▸ **Exercise directions**
Write out the data below in full, please. Keep every character as given.

+===+

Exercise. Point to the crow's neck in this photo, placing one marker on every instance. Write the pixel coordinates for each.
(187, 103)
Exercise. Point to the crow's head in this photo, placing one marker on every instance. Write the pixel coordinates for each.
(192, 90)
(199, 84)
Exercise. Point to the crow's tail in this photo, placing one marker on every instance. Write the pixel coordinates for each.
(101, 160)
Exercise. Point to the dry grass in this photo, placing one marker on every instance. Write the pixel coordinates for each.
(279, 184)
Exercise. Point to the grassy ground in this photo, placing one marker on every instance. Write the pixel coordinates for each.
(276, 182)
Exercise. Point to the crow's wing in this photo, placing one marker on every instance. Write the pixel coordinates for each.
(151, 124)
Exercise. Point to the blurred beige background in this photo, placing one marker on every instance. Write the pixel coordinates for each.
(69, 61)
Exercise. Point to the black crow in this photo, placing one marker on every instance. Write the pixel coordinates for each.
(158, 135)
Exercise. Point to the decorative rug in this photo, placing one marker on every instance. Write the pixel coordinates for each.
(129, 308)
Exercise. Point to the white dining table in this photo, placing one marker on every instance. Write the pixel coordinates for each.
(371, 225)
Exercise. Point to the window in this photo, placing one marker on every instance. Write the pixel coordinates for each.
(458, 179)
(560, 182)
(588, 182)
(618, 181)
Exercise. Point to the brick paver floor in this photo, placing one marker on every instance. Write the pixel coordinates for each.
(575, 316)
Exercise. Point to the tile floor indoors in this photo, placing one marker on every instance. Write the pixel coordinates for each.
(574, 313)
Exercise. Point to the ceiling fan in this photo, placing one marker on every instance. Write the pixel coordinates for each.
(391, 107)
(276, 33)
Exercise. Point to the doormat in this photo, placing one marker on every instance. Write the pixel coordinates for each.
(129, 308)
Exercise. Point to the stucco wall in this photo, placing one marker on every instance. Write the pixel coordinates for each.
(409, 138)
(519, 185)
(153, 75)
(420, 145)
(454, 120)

+===+

▸ **Answer for the task**
Exercise. Point to the crow's neck in this photo, placing one marker on every instance. Write the pixel coordinates for each.
(187, 103)
Exercise. Point to the crow's head in this photo, placing one marker on every instance. Write the pixel coordinates for each.
(192, 90)
(199, 84)
Exercise. Point to the crow's tail in this photo, placing one marker on every instance. Write the pixel coordinates for each.
(101, 160)
Exercise. Point to the dry grass in this photo, placing one marker on every instance. Write the pixel coordinates for each.
(279, 184)
Exercise. Point to the grassy ground in this photo, placing one marker on every instance. Write the pixel coordinates for each.
(276, 182)
Exercise. Point to the crow's wing in this photo, placing one marker on every instance. Write the pixel coordinates for each.
(151, 124)
Exercise. Point to the blurred beige background in this photo, placing one marker on every instance. Write the pixel coordinates for each.
(69, 61)
Exercise. Point to the black crow in this photo, placing one marker on every instance. Write the pixel coordinates for each.
(158, 135)
Exercise. Point to the decorative rug in this photo, placing one marker on every instance. Write the pixel coordinates for each.
(129, 308)
Exercise. Point to the white dining table in this photo, placing one marker on every instance. Write the pixel coordinates for each.
(371, 225)
Exercise. Point to the window in this photo, placing one marker on every instance. Write the pixel coordinates for each.
(458, 179)
(560, 182)
(588, 182)
(618, 181)
Exercise. Point to the brick paver floor in this photo, placing one marker on every instance. Write the pixel coordinates for each.
(575, 316)
Exercise. Point to the tile floor indoors in this photo, placing one marker on every instance. Write the pixel coordinates for each.
(574, 313)
Exercise. Point to the ceiling fan in this photo, placing one marker on every instance. Write the pixel coordinates for each.
(391, 107)
(276, 33)
Exercise. Point to the doormat in this photo, placing one marker on every instance. Write the pixel coordinates for each.
(129, 308)
Exercise. Point to the stucco wall in this photo, placing one marker on every instance. Write the pixel coordinates for each.
(409, 138)
(519, 185)
(153, 75)
(420, 145)
(454, 120)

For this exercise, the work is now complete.